_DATA FOR REVIEW_
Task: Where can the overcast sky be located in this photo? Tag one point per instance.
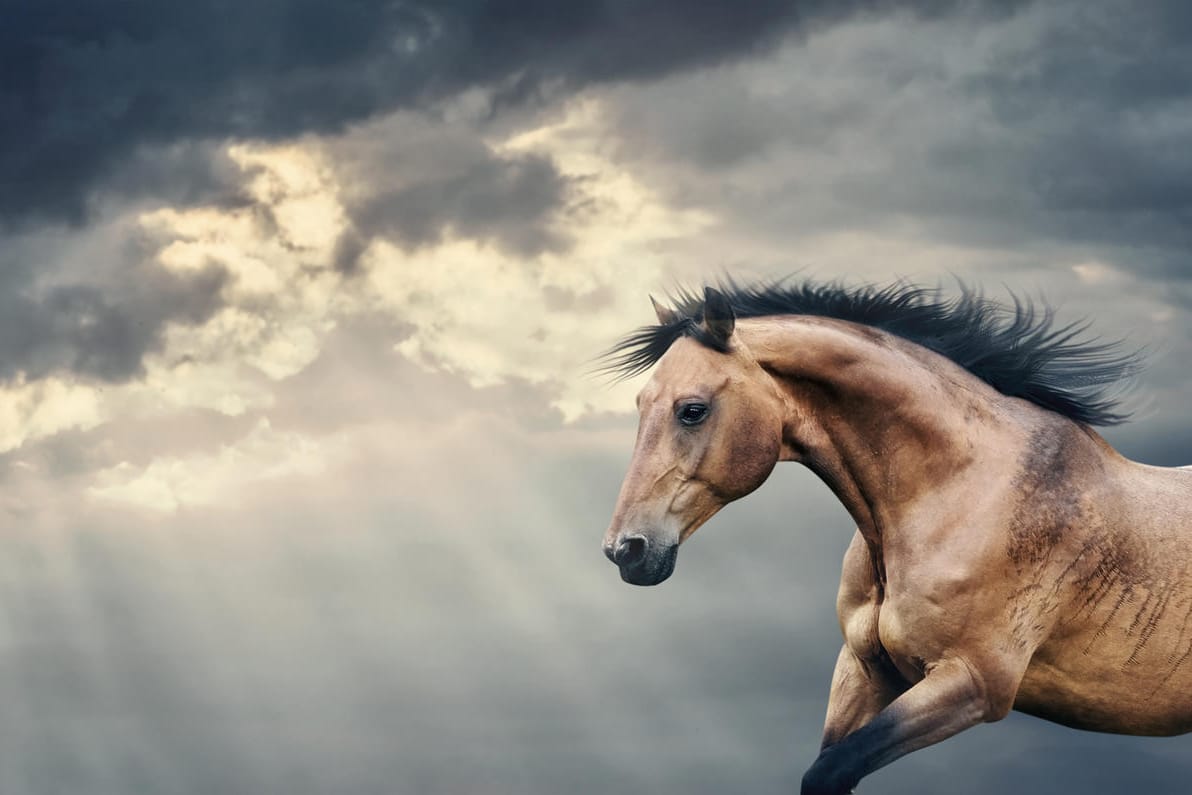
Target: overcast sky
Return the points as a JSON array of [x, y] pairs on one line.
[[302, 478]]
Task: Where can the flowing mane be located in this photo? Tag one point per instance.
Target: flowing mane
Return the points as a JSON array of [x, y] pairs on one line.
[[1016, 348]]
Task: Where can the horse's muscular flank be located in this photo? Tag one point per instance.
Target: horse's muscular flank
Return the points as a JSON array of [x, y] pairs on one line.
[[1005, 557]]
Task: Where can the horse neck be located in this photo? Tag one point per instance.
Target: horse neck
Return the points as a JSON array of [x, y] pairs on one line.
[[882, 421]]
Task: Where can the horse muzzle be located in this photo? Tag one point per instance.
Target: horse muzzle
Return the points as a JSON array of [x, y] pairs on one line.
[[640, 560]]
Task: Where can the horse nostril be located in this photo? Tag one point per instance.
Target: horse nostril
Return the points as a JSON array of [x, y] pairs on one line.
[[631, 551]]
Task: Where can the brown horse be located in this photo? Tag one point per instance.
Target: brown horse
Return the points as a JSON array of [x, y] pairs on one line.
[[1005, 557]]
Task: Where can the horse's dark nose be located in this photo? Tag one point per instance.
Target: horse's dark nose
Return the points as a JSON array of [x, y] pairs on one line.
[[631, 551]]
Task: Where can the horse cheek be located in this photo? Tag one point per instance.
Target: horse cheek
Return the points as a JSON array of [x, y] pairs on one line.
[[751, 457]]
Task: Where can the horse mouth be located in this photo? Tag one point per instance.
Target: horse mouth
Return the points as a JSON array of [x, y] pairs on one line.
[[653, 569]]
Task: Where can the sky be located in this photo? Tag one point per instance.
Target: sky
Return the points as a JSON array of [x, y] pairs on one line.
[[303, 467]]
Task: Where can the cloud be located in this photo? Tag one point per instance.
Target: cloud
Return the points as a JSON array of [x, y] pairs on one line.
[[417, 180], [88, 92], [1042, 129]]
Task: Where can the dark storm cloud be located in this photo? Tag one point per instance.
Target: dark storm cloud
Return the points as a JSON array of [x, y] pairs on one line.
[[1061, 123], [91, 86], [99, 331]]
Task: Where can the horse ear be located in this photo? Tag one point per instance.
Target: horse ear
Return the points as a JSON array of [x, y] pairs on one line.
[[718, 315], [665, 314]]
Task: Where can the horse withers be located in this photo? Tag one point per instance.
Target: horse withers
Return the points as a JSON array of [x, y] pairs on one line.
[[1005, 557]]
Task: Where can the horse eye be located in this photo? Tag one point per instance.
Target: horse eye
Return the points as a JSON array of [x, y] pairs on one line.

_THE PROBLEM_
Among the lines of the material, find those holding the word "overcast" and return them.

_RESPONSE_
Task: Where can the overcast sky be located in this photo? Tag one point per instance.
Target: overcast sky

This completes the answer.